## JOB
Could you copy every row below, requests included, and scale each coordinate in the answers by 0.35, rounding to whole numbers with halves going up? Leave the numbers in the requests, including their format samples, unchanged.

>> Start

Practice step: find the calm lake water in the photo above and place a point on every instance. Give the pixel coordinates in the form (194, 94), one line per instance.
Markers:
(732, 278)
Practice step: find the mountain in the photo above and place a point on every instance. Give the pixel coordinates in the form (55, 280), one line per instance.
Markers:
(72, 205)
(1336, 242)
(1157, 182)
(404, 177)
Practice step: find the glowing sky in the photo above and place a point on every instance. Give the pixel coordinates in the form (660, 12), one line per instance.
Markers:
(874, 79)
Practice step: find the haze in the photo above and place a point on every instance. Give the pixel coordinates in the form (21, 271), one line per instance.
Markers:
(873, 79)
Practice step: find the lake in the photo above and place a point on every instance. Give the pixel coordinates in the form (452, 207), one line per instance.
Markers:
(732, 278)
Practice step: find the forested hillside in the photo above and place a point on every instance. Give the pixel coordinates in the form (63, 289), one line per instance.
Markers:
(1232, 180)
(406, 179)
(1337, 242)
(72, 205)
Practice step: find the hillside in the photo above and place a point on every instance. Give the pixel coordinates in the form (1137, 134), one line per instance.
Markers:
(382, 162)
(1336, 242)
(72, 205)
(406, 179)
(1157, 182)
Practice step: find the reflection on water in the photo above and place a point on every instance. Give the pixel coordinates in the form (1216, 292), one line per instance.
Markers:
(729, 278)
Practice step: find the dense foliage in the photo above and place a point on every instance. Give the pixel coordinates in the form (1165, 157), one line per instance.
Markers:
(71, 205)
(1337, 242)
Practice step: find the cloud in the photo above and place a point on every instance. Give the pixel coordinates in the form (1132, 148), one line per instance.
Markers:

>> End

## SOLUTION FOR THIS TASK
Practice step: find the calm lake water in the photo above and place a point on every instance. Give the pixel coordinates in the form (194, 94), one line per instance.
Markers:
(256, 97)
Practice step: find the mountain in the photo above and place a point on every instance. Give the pixel coordinates in the form (55, 280), one line per instance.
Markers:
(25, 72)
(468, 85)
(405, 64)
(141, 62)
Practice step: find the glowing sky in the photo above and place a point on every instance. Give the pixel coordinates in the form (660, 12), one line per instance.
Markers:
(306, 28)
Practice step: find the haze in the photo above and place a point on every instance. Give the pixel coordinates in the form (21, 271), one line per instance.
Markers:
(306, 28)
Practice step: find the lake in the photo above and place a point on every instance. Give the pixel coordinates in the form (452, 207), one line per instance.
Markers:
(256, 97)
Practice step: find the forested hillside in the photo above and place a point on every instance. Give the pixel coordinates in the form (63, 289), one line per instance.
Markers:
(431, 63)
(142, 63)
(468, 85)
(25, 72)
Practice step: find the hillside in the photo above and place a point on every instance. Give the pixel coordinates in the form (1137, 134), one line per instance.
Markers:
(134, 57)
(468, 85)
(25, 72)
(142, 63)
(405, 64)
Practice step: find the reflection on water in the photo above and place a point on every instance. Give the pixel coordinates in the form (1216, 292), one line per instance.
Markers:
(255, 97)
Practice step: find the dense foliage in the photo above and place a point on every instance. Give the pixel coordinates in the form (1165, 157), one line per instance.
Markers:
(25, 72)
(468, 85)
Practice step: find the cloud in the photo above and place a point on every instance. Give the pixel coordinates in the form (1132, 148), one line per instance.
Markers:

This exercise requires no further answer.